> Text excerpt:
* * * * *

Thoughts on Donella Meadows' Places to Intervene in a System
Having just encountered Meadows' essay – my thanks go to Shaun Chamberlin for drawing it to my attention – I feel that it summarizes my own wanderings. Those of us sensitive to the mechanisms of complex systems – sensitive as much in the sense of susceptibility, as to an allergen, as much as in any perspicacity this might imply – begin with an instinct, honed in an early childhood when we had to watch out for ourselves without the cocoon of comforting security childhood is expected to provide. This instinct provides glimmers into subtexts and hidden dynamics, and alerts us to the fact that the world is more complex than we'd wish it to be, that its secrets are closely held and require constant attention to ferret them out.
From this beginning, we inhabit a landscape of risks that reveal themselves increasingly to our developing situational awareness. This path is replicated in Meadows' list of places for potential intervention. Each new awareness widens our view and seems to lead to an increase in the potential for our efficacy. Efficacy, we recognize as the antidote to the helplessness we experienced early on. As we go down the list, like a countdown, but one which takes decades to tick through amidst the wanderings of a lifetime sent spinning off the customary rails by those early traumas, and periodically destabilized by self-induced after-shocks felt along the way. As we appear to be heading towards the Keys to Control, the "Killer App" that's been missed by all the captured elites and clueless leaders we find it easier and easier to see through, we begin to collect impressions that show that an eagerness to control itself might be the greatest de-stabilizer of all.
A long, protracted, distracted, and haphazard conversation begins within us with this realization. We return to our deepest core instinct, the one that asks us to listen to the quietest voice, the weakest signals, because they are most likely to point out the greatest danger. That same voice of the little child who first had to navigate a dangerous world unaided. This voice tells us in its annoying, insistently feeble whisper to listen to this objection to the validity of capturing control, wresting it from the incompetents, and "making some progress for a change!" The loud voices, spurred on by the grand emotions – if not simply out of fear – beginning with the ones inside us, the ones tired of seeing us off-kilter and under expressed, insist that efficacy is still the standard. Control should go to the ones who have the insight. Our frustration grows, willing us to cut this knot and get on with it!

* * * * *

> Written task A:
Answer these questions about the reflection on Meadows' essay:
(i) Who drew the writer's attention to Meadows' essay?
(ii) What is named as the antidote to the helplessness experienced early on?
(iii) What does the deepest core instinct ask us to listen to?
> Written task B:
In the reflection on Meadows' essay, write out the passage from "Thoughts on Donella" to "ferret them out.", swapping "allergen" for "irritant".

> Source data:
* * * * *

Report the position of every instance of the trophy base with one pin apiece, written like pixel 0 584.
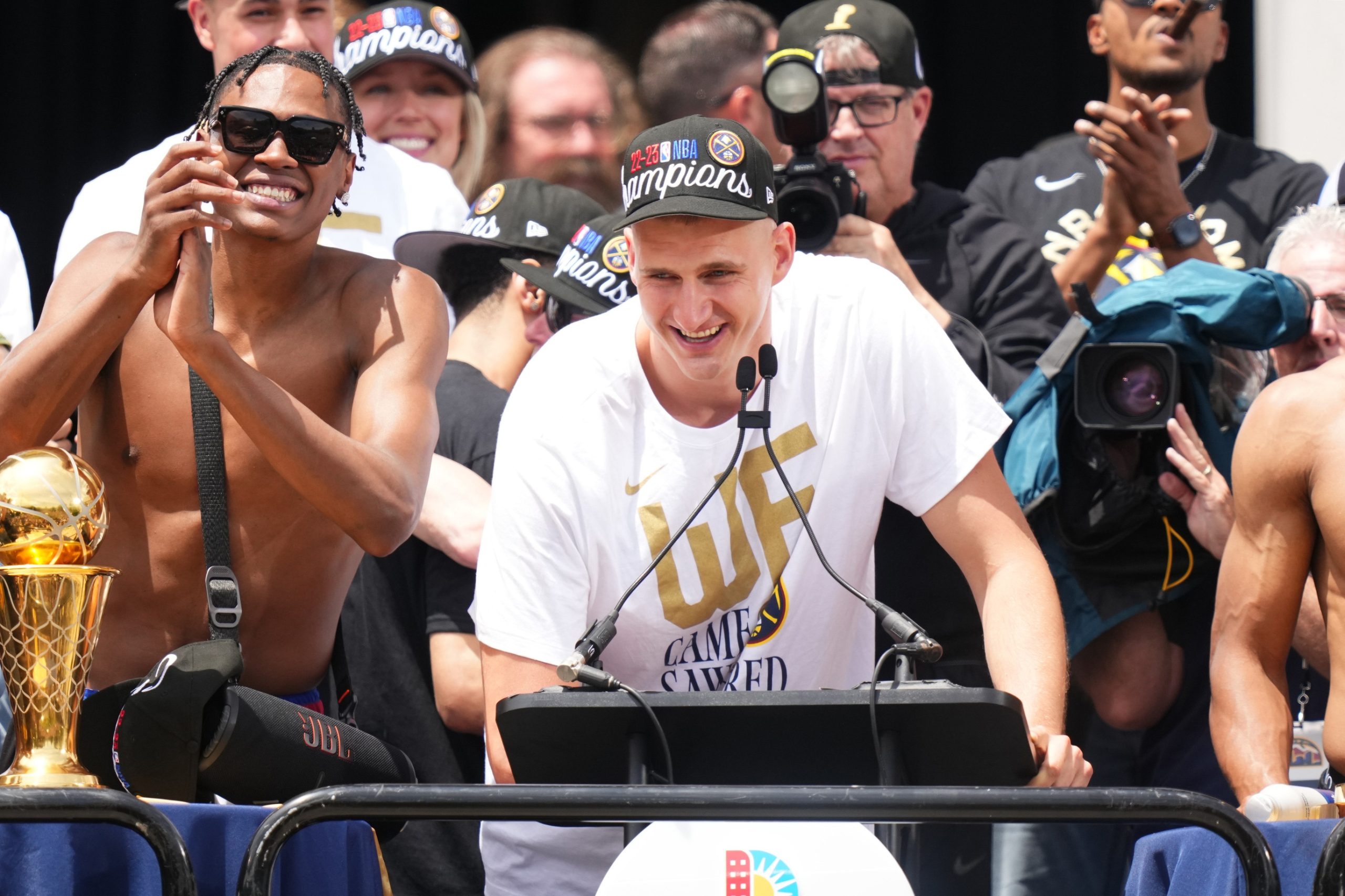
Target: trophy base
pixel 49 779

* * * * *

> Exercise answer A:
(i) Shaun Chamberlin
(ii) Efficacy
(iii) The quietest voice, the weakest signals

> Exercise answer B:
Thoughts on Donella Meadows' Places to Intervene in a System
Having just encountered Meadows' essay – my thanks go to Shaun Chamberlin for drawing it to my attention – I feel that it summarizes my own wanderings. Those of us sensitive to the mechanisms of complex systems – sensitive as much in the sense of susceptibility, as to an irritant, as much as in any perspicacity this might imply – begin with an instinct, honed in an early childhood when we had to watch out for ourselves without the cocoon of comforting security childhood is expected to provide. This instinct provides glimmers into subtexts and hidden dynamics, and alerts us to the fact that the world is more complex than we'd wish it to be, that its secrets are closely held and require constant attention to ferret them out.